LISTED RECORDS:
* * * * * * *

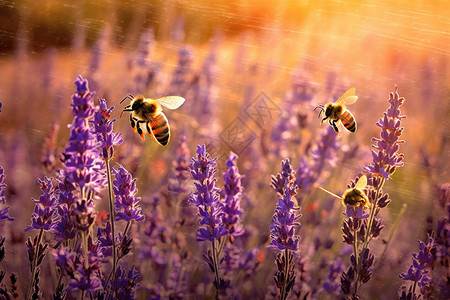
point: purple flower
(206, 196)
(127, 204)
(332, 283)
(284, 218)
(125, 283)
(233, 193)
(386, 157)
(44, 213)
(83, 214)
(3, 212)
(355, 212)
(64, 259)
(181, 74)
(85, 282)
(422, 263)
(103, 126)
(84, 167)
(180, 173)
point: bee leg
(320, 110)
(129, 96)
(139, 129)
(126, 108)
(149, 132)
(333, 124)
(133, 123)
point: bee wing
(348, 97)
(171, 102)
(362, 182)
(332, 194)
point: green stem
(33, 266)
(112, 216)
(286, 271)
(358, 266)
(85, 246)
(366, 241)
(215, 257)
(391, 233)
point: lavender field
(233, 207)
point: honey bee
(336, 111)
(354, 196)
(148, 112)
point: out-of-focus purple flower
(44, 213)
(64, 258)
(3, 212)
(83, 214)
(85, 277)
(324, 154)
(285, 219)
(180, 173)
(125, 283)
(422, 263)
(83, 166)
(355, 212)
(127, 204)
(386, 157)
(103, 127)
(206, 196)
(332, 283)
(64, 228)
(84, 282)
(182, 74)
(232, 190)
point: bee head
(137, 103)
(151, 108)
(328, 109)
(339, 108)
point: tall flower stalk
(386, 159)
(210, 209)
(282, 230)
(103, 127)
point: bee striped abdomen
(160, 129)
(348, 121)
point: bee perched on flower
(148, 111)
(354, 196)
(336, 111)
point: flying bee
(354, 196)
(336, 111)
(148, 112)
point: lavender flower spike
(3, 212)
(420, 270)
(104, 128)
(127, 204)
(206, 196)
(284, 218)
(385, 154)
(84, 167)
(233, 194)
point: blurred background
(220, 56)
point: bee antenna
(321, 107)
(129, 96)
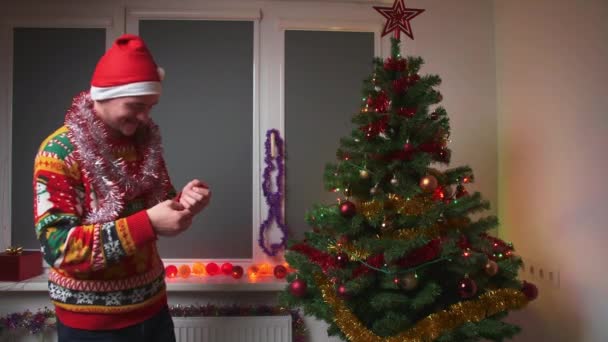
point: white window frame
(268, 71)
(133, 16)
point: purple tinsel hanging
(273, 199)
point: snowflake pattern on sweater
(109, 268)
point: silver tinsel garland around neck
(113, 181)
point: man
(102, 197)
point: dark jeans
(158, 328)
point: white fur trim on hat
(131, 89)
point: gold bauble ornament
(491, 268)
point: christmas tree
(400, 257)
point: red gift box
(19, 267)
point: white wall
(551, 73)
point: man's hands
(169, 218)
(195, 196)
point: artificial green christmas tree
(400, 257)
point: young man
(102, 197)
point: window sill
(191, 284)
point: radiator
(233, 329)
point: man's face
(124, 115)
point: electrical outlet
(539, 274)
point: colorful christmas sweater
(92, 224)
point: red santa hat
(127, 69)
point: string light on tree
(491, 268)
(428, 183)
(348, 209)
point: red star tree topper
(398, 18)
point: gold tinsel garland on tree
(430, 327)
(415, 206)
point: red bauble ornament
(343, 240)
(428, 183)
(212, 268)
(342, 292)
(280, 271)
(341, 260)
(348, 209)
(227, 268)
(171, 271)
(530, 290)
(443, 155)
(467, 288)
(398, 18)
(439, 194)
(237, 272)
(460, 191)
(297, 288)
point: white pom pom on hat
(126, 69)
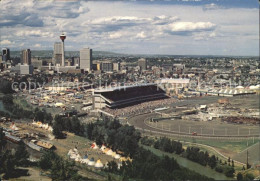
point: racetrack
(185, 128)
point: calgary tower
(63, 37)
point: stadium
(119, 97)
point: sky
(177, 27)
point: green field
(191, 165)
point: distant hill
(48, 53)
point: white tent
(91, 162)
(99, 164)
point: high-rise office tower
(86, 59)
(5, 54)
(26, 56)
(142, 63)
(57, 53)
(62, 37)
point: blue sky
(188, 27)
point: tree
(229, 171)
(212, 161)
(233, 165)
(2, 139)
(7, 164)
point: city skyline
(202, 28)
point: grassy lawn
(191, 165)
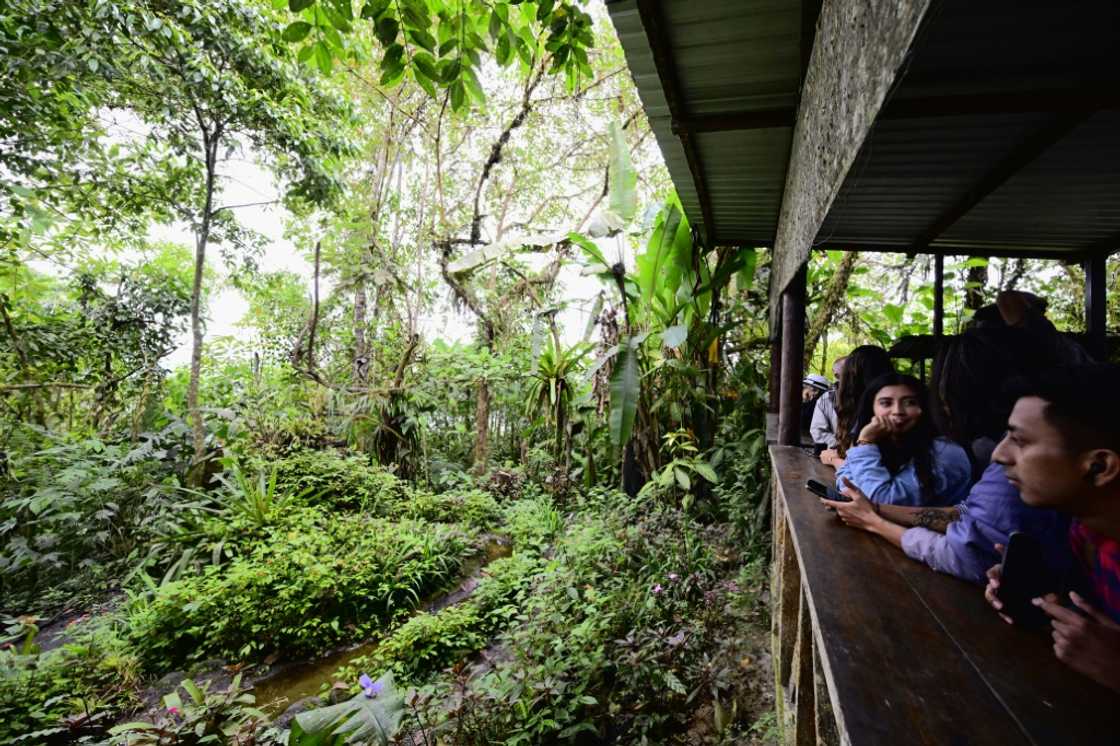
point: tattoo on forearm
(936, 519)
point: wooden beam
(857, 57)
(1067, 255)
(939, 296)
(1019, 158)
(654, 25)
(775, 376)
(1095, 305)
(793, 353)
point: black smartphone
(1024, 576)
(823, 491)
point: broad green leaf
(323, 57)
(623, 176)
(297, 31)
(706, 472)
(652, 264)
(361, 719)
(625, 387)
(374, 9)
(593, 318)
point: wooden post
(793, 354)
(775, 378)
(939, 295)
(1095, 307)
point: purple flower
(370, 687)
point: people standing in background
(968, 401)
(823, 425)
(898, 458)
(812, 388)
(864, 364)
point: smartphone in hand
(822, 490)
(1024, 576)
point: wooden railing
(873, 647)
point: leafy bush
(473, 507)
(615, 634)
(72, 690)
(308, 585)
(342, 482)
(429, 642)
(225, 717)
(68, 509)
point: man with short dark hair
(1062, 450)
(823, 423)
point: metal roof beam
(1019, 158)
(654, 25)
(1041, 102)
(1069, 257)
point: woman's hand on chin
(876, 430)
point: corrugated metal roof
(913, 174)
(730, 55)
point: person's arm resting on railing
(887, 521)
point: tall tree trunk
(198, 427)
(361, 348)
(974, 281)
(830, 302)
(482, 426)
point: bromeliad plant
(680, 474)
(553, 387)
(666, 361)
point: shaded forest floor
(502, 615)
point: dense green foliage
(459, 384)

* * * * * * *

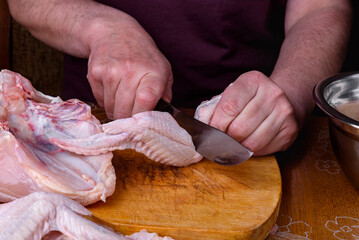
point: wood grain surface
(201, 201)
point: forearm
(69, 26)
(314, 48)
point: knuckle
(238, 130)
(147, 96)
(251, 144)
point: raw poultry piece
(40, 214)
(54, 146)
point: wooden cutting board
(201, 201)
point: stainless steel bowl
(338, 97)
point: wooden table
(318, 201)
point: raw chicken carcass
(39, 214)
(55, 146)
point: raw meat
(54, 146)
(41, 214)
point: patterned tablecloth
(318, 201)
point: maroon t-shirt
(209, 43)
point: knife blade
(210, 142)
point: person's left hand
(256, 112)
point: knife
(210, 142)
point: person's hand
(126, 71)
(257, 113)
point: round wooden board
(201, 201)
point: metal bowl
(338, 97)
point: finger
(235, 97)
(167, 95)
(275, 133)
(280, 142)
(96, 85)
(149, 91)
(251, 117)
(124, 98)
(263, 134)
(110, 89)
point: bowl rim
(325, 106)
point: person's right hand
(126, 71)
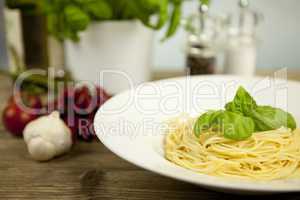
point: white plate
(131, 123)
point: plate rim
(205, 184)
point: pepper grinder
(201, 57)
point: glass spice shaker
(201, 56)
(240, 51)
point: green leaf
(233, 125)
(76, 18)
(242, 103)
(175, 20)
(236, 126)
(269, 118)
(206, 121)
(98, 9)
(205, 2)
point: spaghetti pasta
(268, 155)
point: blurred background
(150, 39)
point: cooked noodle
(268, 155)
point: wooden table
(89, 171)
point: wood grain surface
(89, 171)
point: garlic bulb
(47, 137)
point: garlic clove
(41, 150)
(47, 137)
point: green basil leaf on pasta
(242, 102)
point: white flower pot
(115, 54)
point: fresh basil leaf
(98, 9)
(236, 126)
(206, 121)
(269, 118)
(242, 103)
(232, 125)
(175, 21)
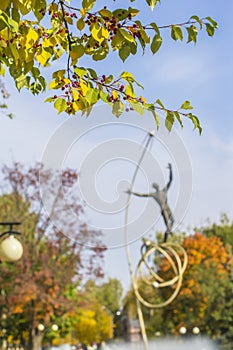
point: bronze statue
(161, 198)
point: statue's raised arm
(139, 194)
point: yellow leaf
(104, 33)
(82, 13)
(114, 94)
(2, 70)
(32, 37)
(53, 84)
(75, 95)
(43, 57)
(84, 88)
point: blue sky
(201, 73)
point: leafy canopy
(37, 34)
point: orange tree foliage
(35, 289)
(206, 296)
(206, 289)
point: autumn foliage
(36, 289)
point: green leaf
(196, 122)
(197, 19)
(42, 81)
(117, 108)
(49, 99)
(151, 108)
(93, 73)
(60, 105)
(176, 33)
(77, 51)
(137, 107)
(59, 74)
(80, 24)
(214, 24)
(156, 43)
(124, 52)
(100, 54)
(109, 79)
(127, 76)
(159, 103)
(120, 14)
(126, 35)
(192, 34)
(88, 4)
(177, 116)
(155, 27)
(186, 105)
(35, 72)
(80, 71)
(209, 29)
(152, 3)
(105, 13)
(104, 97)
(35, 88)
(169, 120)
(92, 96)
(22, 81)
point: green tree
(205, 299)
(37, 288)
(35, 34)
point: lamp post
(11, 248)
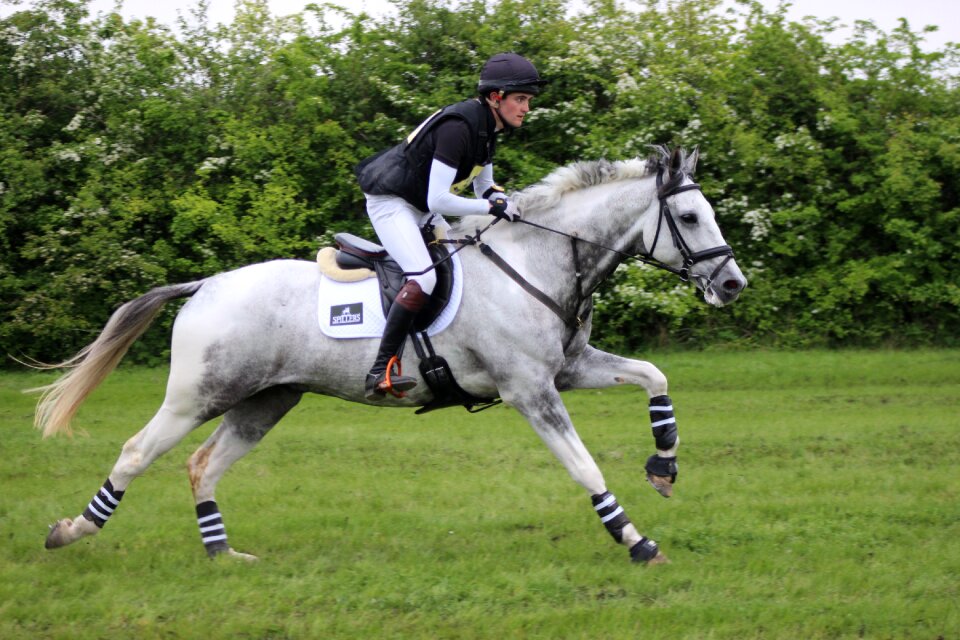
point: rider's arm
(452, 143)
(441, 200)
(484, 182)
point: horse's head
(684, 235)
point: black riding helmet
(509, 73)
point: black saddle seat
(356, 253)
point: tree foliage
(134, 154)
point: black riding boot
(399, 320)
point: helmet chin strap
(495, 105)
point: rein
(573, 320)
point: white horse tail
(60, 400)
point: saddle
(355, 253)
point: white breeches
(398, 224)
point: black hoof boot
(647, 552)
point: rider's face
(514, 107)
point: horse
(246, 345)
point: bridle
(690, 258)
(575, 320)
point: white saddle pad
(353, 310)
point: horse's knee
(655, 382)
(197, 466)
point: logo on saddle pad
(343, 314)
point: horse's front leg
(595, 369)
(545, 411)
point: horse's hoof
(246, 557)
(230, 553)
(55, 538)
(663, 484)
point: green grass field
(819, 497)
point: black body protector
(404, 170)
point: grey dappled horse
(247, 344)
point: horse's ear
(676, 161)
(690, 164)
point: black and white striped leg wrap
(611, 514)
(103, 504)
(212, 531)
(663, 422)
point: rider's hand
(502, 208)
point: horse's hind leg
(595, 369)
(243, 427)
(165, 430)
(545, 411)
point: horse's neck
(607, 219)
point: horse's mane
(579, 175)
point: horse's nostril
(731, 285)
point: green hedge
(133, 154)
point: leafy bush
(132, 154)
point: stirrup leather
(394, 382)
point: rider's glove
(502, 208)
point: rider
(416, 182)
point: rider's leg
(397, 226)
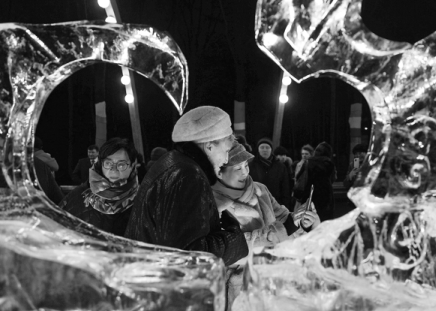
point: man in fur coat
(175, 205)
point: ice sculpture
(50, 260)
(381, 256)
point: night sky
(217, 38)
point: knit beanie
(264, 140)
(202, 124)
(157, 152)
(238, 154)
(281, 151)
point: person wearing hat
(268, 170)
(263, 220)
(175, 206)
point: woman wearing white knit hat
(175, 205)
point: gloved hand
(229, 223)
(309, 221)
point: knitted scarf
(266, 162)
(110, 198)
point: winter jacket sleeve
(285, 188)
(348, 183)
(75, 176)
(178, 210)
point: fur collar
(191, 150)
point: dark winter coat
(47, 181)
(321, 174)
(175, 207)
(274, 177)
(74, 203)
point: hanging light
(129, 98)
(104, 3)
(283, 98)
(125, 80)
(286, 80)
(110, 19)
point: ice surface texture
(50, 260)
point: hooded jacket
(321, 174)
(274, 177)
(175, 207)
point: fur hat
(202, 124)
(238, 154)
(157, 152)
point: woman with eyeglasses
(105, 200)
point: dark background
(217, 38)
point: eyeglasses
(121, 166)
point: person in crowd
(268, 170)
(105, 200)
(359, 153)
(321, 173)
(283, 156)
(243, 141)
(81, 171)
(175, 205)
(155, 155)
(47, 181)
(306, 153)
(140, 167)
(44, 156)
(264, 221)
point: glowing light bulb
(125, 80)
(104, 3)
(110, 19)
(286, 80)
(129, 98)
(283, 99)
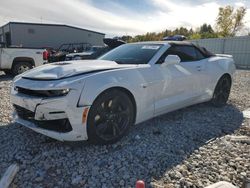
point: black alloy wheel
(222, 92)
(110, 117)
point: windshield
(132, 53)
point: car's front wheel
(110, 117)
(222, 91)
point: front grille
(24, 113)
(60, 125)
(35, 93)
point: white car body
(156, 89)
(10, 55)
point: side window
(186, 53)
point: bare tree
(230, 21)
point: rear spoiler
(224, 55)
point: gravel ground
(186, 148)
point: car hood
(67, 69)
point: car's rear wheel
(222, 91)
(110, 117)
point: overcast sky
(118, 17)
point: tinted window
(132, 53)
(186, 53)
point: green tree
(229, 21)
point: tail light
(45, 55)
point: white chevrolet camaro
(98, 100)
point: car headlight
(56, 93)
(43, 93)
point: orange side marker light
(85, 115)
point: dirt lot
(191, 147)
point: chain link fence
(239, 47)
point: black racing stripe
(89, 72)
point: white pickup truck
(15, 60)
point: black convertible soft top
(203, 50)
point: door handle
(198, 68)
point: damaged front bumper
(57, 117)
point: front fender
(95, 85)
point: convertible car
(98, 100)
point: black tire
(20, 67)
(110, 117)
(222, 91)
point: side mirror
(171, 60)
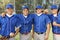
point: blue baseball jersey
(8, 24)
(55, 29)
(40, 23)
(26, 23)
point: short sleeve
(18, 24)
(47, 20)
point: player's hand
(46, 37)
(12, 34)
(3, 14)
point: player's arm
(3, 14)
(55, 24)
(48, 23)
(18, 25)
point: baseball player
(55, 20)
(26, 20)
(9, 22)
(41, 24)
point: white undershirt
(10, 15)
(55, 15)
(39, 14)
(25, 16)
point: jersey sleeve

* * * * * * *

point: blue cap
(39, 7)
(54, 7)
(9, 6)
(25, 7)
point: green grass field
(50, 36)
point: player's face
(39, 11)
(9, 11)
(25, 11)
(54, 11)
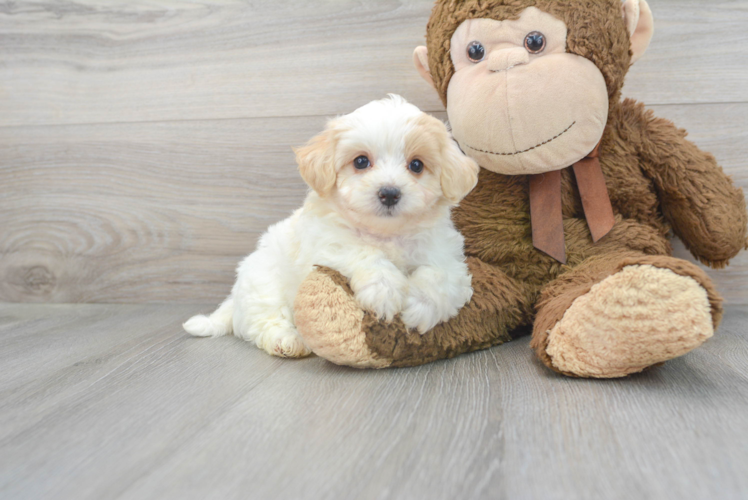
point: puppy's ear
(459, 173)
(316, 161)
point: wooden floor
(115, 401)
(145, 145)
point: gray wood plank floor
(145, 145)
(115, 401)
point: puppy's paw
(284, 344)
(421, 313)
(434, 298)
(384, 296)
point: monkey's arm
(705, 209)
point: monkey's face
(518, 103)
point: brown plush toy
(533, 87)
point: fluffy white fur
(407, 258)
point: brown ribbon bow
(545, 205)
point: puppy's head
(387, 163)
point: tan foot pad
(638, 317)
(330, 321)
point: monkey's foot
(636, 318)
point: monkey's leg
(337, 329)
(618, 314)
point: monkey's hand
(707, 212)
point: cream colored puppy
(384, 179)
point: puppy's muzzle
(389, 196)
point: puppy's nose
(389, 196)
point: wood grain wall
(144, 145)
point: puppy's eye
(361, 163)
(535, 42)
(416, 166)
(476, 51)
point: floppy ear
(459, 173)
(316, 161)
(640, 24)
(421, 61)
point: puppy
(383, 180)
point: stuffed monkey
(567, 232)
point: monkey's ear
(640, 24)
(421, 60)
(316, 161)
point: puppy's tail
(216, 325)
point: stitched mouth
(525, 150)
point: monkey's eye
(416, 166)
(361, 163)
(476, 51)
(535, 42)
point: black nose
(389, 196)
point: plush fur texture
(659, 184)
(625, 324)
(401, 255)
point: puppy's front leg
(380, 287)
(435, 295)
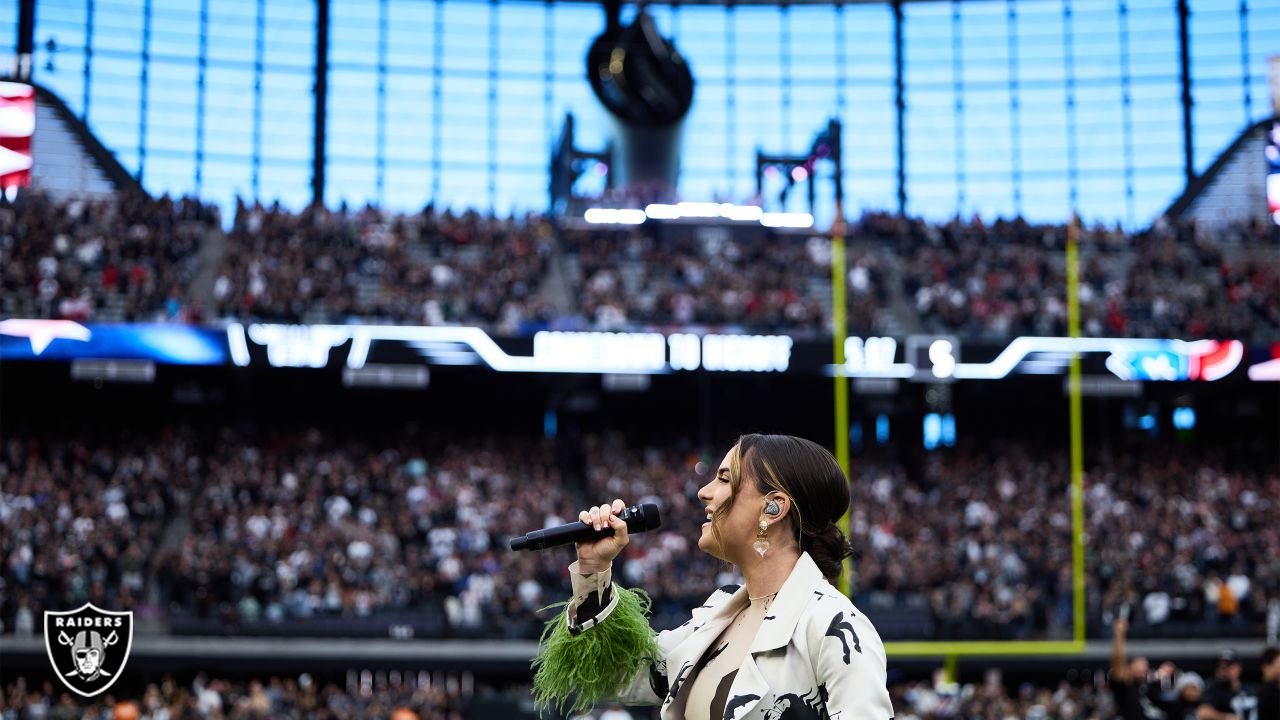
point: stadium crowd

* * * * * * *

TASK DETAILS:
Please extract every line of the listing above that contains the string "beam", copying each line in full.

ANSWER TO THE EXERCISE:
point: wooden beam
point: metal roof beam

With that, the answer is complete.